### Reading passage
<<<<

[Git][qa/jenkins.debian.net][master] 2 commits: rdn: switch to argparse and separate output()

Holger Levsen (@holger) gitlab at salsa.debian.org
Tue Jul 1 13:24:51 BST 2025



Holger Levsen pushed to branch master at Debian QA / jenkins.debian.net


Commits:
52af44ce by Jochen Sprickerhof at 2025-07-01T14:24:33+02:00
rdn: switch to argparse and separate output()

(cherry picked from commit 9dc03146a0141e3f74552df2855816a687737cb8)
Signed-off-by: Holger Levsen <holger at layer-acht.org>

- - - - -
c8b1bac2 by Jochen Sprickerhof at 2025-07-01T14:24:39+02:00
rdn stats: add a page sorted by diffoscope size

(cherry picked from commit 5589afc2064a68c756c1c8d466b91dfb0dc0556a)
Signed-off-by: Holger Levsen <holger at layer-acht.org>

- - - - -


2 changed files:

- bin/rebuilderd_stats.py
- hosts/osuosl5-amd64/etc/cron.d/rebuilderd


Changes:

=====================================
bin/rebuilderd_stats.py
=====================================
@@ -7,6 +7,7 @@
 #
 # Licensed under GPL-2
 
+from argparse import ArgumentParser, FileType
 from datetime import datetime
 from hashlib import file_digest
 from os import path
@@ -23,22 +24,44 @@ from zstandard import ZstdDecompressor
 
 
 def main() -> None:
-    arch = argv[1]
-    db = argv[2]
-    cx = connect(db)

>>>>

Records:

<<<<

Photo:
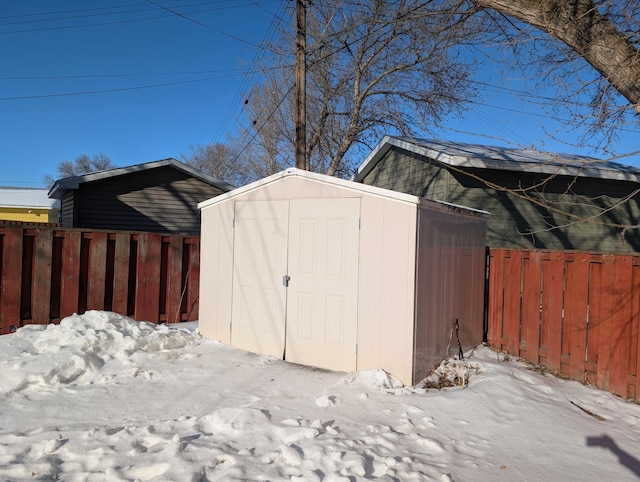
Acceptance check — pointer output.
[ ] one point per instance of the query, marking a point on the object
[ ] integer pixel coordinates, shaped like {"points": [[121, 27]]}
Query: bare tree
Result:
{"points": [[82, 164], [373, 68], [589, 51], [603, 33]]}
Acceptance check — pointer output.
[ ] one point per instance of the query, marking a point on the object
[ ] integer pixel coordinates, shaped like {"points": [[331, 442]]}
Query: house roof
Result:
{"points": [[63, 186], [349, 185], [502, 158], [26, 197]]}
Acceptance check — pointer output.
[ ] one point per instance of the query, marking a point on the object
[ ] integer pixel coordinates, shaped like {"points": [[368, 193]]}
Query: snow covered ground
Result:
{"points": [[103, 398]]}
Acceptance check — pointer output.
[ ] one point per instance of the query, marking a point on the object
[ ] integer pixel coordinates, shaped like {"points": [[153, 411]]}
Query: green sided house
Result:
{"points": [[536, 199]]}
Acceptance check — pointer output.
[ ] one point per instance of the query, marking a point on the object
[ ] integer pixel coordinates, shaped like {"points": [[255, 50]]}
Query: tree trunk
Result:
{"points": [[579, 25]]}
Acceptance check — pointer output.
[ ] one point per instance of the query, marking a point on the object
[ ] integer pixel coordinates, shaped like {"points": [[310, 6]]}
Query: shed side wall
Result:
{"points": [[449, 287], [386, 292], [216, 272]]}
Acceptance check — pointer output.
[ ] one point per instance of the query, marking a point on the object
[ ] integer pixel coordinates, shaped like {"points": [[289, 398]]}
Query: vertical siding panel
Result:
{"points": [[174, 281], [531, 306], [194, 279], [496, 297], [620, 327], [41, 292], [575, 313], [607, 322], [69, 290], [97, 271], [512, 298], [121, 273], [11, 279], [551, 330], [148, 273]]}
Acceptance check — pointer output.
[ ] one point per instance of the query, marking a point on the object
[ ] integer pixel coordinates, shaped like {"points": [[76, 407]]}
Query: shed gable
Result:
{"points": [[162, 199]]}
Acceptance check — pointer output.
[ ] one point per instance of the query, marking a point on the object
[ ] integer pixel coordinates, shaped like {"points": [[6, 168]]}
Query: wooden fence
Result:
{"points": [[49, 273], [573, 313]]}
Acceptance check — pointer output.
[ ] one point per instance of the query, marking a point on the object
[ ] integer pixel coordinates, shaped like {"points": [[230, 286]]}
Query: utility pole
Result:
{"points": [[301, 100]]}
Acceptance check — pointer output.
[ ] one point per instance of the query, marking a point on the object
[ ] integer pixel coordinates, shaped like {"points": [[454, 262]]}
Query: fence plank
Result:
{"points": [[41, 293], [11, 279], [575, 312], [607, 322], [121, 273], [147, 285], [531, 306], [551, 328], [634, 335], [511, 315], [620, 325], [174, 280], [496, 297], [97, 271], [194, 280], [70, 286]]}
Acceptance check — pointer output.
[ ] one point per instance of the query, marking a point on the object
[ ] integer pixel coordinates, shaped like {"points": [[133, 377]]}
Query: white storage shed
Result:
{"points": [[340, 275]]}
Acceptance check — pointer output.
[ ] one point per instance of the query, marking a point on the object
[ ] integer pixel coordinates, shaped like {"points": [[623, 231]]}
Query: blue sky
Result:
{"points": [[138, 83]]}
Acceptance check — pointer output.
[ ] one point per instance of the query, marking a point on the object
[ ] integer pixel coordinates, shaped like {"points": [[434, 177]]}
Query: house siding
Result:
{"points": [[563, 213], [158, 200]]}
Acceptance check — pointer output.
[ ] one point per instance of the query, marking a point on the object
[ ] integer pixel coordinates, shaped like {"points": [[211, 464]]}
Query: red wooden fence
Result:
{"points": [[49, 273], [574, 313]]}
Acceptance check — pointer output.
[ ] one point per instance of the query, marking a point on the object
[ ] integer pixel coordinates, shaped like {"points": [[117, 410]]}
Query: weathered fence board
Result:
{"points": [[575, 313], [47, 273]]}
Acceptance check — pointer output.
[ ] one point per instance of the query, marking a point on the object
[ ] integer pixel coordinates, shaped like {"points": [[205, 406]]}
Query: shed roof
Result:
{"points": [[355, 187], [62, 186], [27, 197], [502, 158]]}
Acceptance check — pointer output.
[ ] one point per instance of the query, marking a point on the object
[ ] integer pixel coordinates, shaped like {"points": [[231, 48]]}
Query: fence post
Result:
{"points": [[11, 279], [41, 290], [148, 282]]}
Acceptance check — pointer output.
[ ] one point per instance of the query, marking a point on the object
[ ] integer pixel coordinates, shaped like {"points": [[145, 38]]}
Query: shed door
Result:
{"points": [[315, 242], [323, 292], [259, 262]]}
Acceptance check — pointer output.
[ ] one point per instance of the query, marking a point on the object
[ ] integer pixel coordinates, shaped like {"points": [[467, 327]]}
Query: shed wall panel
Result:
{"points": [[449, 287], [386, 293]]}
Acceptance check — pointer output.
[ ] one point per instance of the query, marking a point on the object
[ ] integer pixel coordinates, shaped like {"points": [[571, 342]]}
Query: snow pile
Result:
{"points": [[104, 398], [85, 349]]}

>>>>

Continue the commit email about the rebuilderd_stats.py changes from the point where it stops. The records are material separate from the commit email.

### Result of this task
+    parser = ArgumentParser(description="Analyze rebuilderd DB failed packages")
+    parser.add_argument(
+        "arch",
+        help="Architecture",
+    )
+    parser.add_argument(
+        "db",
+        help="rebuilderd DB file",
+    )
+    parser.add_argument(
+        "--cache",
+        type=Path,
+        default=Path(),
+        help="Cache file (will be ignored when this script changes).",
+    )
+    parser.add_argument(
+        "datefile",
+        type=Path,
+        help="Output HTML sorted by build date",
+    )
+    parser.add_argument(
+        "sizefile",
+        type=Path,
+        help="Output HTML sorted by diffoscope size",
+    )
+    args = parser.parse_args()
+    cx = connect(args.db)
     cx.create_function("regexp", 2, lambda x, y: 1 if search(x, y) else 0)
     cu = cx.cursor()
 
-    cache_filename = Path(argv[3]) if len(argv) > 3 else Path()
-
     hash_key = None
     with open(argv[0], "rb") as fp:
         hash_key = file_digest(fp, "blake2b").hexdigest()
 
     cache = {}
     cache_new = {}
-    if cache_filename.is_file():
-        with open(cache_filename, "rb") as fp:
+    if args.cache.is_file():
+        with args.cache.open("rb") as fp:
             hash_key_old, cache_old = load(fp)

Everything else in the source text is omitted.